Can you give this data again with each "for example" changed to "sample" and everything else left as it is? Leave the pictures out of your answer.

--- START OF DATASET RECORDS ---

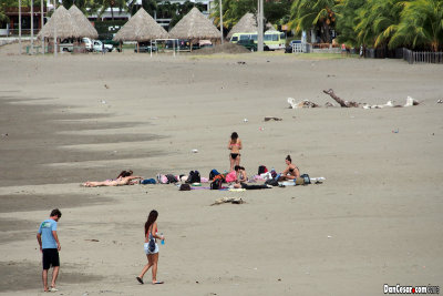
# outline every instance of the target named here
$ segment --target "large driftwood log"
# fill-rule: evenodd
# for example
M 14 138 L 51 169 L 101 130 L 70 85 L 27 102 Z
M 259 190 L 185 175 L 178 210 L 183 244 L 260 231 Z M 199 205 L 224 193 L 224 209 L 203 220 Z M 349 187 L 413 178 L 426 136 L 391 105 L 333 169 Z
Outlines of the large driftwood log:
M 337 103 L 339 103 L 340 106 L 342 106 L 342 108 L 360 106 L 360 104 L 357 103 L 357 102 L 348 102 L 348 101 L 341 100 L 339 96 L 337 96 L 336 93 L 333 93 L 333 90 L 332 90 L 332 89 L 329 89 L 328 91 L 323 90 L 323 92 L 324 92 L 326 94 L 329 94 L 329 95 L 330 95 Z

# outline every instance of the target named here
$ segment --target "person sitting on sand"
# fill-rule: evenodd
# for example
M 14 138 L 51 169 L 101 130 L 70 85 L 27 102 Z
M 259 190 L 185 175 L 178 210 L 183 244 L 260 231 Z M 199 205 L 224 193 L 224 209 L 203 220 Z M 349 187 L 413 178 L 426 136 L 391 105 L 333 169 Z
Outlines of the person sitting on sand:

--- END OF DATASET RECORDS ---

→ ANSWER TO THE TASK:
# outline every instance of the target named here
$ segment --target "large driftwood log"
# fill-rule: evenodd
# sample
M 14 138 L 51 169 L 101 130 L 70 85 L 27 102 Z
M 259 190 L 185 175 L 178 210 L 183 244 L 260 231 Z M 199 205 L 224 193 L 224 209 L 203 220 Z M 349 187 L 413 178 L 426 136 L 391 105 L 333 169 Z
Outlines of the large driftwood log:
M 337 103 L 339 103 L 340 106 L 342 106 L 342 108 L 360 106 L 360 104 L 357 103 L 357 102 L 348 102 L 348 101 L 341 100 L 339 96 L 337 96 L 336 93 L 333 93 L 333 90 L 332 90 L 332 89 L 329 89 L 328 91 L 323 90 L 323 92 L 324 92 L 326 94 L 329 94 L 329 95 L 330 95 Z

# outline every instance of the target named here
$ segment --target "person sitting on sand"
# fill-rule: evenodd
# sample
M 14 138 L 51 169 L 101 130 L 70 85 L 27 102 Z
M 259 190 L 185 175 L 178 210 L 183 244 L 260 231 Z M 199 205 L 224 193 L 224 209 L 203 220 Z M 349 187 L 413 178 L 426 136 L 391 105 L 333 169 Z
Outlines of the person sitting on sand:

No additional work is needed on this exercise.